─── Text section
The Academic Minute for 2025.09.22-2025.09.26

Monday
Kent Kauffman Purdue University Fort Wayne
The Legal Standard that Safeguards Faculty When Students Sue Because of a Bad Grade
Kent Kauffman is associate professor of Business Law and Ethics, and is the MBA Programs Faculty Liaison in the Doermer School of Business at Purdue University Fort Wayne, where he teaches in the undergraduate and MBA Programs. He is the author of four books, including the recently released Navigating Choppy Waters: Key Legal Issues Faculty Need to Know, published by Rowman & Littlefield.

Tuesday
Timothy Williamson – Loyola Marymount University
Replacing Stigma with Compassion
Timothy J. Williamson is an assistant professor of psychological science and director of the Psychosocial Risk & Resilience in Stress & Medicine (PRRISM) Research Laboratory in the Bellarmine College of Liberal Arts at Loyola Marymount University (LMU). He is a clinical health psychologist with specialized training in public health and psycho-oncology. Dr. Williamson’s program of research is centered on understanding, reducing, and preventing stigma within cancer care, and his work in this area has spanned the cancer care continuum, including screening, referrals to tobacco cessation, active treatment, and longer-term survivorship. Dr. Williamson is a member of the American Cancer Society’s National Lung Cancer Roundtable Stigma & Nihilism Task Force and the Cancer Equity and Diversity Committee for Cancer Support Community Los Angeles.

Wednesday
Francisco Ferretti – Virginia Tech
Taking the Pulse of Global Shark Populations
Dr. Francesco Ferretti is a quantitative computational ecologist specialized in research synthesis. He combines ecology, statistical modeling, and data science to approach questions on animal abundance, species interactions, structure, and functioning of large marine ecosystems. Dr. Ferretti has been working on the ecology and conservation of sharks for two decades. Dr. Ferretti’s studies have proven relevant for the public and policy.
──────
• **Required tasks**:
• a. In the Academic Minute listing, copy the passage from "The Academic Minute" up to and including "Rowman & Littlefield.".
• b. According to the Academic Minute listing, who published Kent Kauffman's book Navigating Choppy Waters?
• c. Extend the Academic Minute listing past its final sentence.
The items that follow are separate material, unrelated to the Academic Minute listing.
─── Material shown
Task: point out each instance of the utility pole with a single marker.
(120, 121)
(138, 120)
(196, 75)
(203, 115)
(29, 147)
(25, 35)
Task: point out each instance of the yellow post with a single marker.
──────
• **Task answers**:
• a.
The Academic Minute for 2025.09.22-2025.09.26

Monday
Kent Kauffman Purdue University Fort Wayne
The Legal Standard that Safeguards Faculty When Students Sue Because of a Bad Grade
Kent Kauffman is associate professor of Business Law and Ethics, and is the MBA Programs Faculty Liaison in the Doermer School of Business at Purdue University Fort Wayne, where he teaches in the undergraduate and MBA Programs. He is the author of four books, including the recently released Navigating Choppy Waters: Key Legal Issues Faculty Need to Know, published by Rowman & Littlefield.

• b. Rowman & Littlefield.

• c.
Thursday
Venu Govindaraju – University at Buffalo
Training AI to Spot Dyslexia
Venu Govindaraju is vice president for research and economic development at the University at Buffalo, as well as a SUNY Distinguished Professor in the university’s Department of Computer Science and Engineering. A pioneer in artificial intelligence and machine learning, Govindaraju leveraged these technologies for handwriting recognition, transforming the United States Postal Service and the postal industry globally.

Friday
Jenna Grace Sciuto – Massachusetts College of Liberal Arts
Intersecting Colonial Worlds: Iceland and the US South
Jenna Grace Sciuto is a professor of English at the Massachusetts College of Liberal Arts. She received her BA from Brown University, MA from Boston University, and PhD from Northeastern University. Her two books—Intersecting Worlds: Colonial Liminality in US Southern and Icelandic Literatures (UP of Mississippi or UPM, 2025) and Policing Intimacy: Law, Sexuality, and the Color Line in Twentieth-Century Hemispheric American Literature (UPM, 2021)—focus on colonialism’s lingering impacts on identity, intimacy, and family dynamics across Icelandic, US Southern, and Caribbean literatures, respectively.